Data items:
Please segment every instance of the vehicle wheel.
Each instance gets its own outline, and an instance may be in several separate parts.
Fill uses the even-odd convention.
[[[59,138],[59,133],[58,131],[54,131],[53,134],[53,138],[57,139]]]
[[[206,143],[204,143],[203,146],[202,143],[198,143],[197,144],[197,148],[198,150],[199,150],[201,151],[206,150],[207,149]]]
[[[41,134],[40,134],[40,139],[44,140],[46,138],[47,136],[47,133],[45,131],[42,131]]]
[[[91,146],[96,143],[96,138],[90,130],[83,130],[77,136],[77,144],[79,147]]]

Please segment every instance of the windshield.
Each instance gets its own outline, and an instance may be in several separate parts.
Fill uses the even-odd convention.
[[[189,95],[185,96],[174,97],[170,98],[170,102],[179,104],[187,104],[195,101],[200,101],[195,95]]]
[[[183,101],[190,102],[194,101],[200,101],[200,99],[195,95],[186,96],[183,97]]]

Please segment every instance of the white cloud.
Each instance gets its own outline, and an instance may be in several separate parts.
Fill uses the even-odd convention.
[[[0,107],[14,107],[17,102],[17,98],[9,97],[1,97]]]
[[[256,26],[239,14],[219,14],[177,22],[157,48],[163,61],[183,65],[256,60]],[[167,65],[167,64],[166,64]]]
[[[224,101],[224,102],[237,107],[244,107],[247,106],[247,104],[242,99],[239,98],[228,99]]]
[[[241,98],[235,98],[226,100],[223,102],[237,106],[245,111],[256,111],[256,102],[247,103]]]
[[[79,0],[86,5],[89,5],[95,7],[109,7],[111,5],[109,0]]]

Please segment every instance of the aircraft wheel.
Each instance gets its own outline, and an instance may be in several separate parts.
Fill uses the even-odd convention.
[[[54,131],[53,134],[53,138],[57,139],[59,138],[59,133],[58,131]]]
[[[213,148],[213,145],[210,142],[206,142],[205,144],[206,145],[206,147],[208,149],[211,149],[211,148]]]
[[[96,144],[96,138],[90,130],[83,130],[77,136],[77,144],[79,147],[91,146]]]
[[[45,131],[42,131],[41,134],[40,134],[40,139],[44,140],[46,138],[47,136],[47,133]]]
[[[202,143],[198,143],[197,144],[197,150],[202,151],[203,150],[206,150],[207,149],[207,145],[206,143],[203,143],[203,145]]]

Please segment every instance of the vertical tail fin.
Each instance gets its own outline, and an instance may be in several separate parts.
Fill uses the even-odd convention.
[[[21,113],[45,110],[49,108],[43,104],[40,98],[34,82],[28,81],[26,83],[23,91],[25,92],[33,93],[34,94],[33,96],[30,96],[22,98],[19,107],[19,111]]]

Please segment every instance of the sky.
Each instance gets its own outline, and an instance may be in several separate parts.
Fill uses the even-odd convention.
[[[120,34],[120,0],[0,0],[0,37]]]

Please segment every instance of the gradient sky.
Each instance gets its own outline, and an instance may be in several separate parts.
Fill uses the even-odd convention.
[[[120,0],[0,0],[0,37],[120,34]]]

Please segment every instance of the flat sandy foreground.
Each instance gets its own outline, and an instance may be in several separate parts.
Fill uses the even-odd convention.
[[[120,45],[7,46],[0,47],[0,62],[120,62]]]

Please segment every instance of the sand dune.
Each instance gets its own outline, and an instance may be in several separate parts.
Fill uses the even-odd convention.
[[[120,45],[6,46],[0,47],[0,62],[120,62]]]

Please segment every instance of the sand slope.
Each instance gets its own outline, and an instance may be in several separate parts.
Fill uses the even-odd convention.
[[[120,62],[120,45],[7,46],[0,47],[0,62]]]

→ **Objective**:
Quote every line of the records above word for word, with no changes.

→ **Exercise answer**:
Please segment every instance of the vehicle wheel.
Each instance gets its own outline, and an instance may be in several separate parts.
Fill uses the even-odd convention.
[[[59,138],[59,133],[58,131],[54,131],[53,134],[53,138],[57,139]]]
[[[206,143],[204,143],[203,146],[202,143],[198,143],[197,144],[197,148],[198,150],[199,150],[201,151],[206,150],[207,149]]]
[[[41,134],[40,134],[40,139],[44,140],[46,138],[47,136],[47,133],[45,131],[42,131]]]
[[[91,146],[96,143],[96,138],[90,130],[83,130],[77,136],[77,144],[79,147]]]

Please segment every instance of the windshield.
Each instance gets its own outline, and an instance may be in several separate parts.
Fill uses the even-odd convention.
[[[189,95],[185,96],[174,97],[170,98],[170,102],[179,104],[187,104],[195,101],[200,101],[195,95]]]
[[[183,101],[190,102],[194,101],[200,101],[200,99],[195,95],[186,96],[183,97]]]

Please segment every instance of the white cloud.
Each instance gets its own outline, and an instance may be in several separate parts.
Fill uses the even-odd convention.
[[[0,107],[14,107],[17,102],[17,98],[9,97],[1,97]]]
[[[256,26],[239,14],[219,14],[177,22],[157,48],[163,61],[183,65],[256,60]],[[167,65],[167,64],[166,64]]]
[[[224,101],[224,102],[237,107],[244,107],[247,106],[247,104],[242,99],[239,98],[228,99]]]
[[[241,98],[235,98],[226,100],[223,102],[237,106],[245,111],[256,111],[256,102],[247,103]]]
[[[79,0],[86,5],[89,5],[95,7],[109,7],[111,5],[109,0]]]

Please segment every instance of the aircraft wheel.
Each instance gets its own outline, and an instance may be in several separate parts.
Fill uses the even-odd convention.
[[[54,131],[53,134],[53,138],[57,139],[59,138],[59,133],[58,131]]]
[[[213,148],[213,145],[210,142],[206,142],[205,144],[206,145],[206,147],[208,149],[211,149],[211,148]]]
[[[96,144],[96,138],[90,130],[83,130],[77,136],[77,144],[79,147],[91,146]]]
[[[45,131],[42,131],[41,134],[40,134],[40,139],[44,140],[46,138],[47,136],[47,133]]]
[[[202,143],[198,143],[197,144],[197,150],[202,151],[203,150],[206,150],[207,149],[207,145],[206,143],[203,143],[203,145]]]

Please segment every instance of the vertical tail fin.
Each instance gets its own outline, and an instance may be in several separate parts.
Fill uses the even-odd convention.
[[[21,113],[45,110],[49,108],[43,104],[40,98],[34,82],[28,81],[26,83],[23,91],[25,92],[33,93],[34,94],[33,96],[30,96],[22,98],[19,107],[19,111]]]

Please segment every instance of the sky.
Each instance gets its own outline, and an instance may be in several separate parts.
Fill uses the even-odd convention.
[[[120,34],[120,0],[0,0],[0,37]]]

Please segment every instance of the gradient sky.
Each instance gets its own outline, and an instance may be in several separate parts.
Fill uses the even-odd convention.
[[[120,0],[0,0],[0,37],[120,34]]]

Please segment every instance of the flat sandy foreground.
Each instance gets its own outline, and an instance may be in several separate parts.
Fill uses the even-odd convention.
[[[120,45],[7,46],[0,47],[0,62],[120,62]]]

Please segment every instance of the sand dune.
Each instance gets its own outline, and an instance may be in several separate parts.
Fill uses the even-odd convention.
[[[120,45],[6,46],[0,47],[0,62],[120,62]]]

Please segment every instance of the sand slope.
Each instance gets its own outline, and an instance may be in several separate parts.
Fill uses the even-odd convention.
[[[120,62],[120,45],[7,46],[0,47],[0,62]]]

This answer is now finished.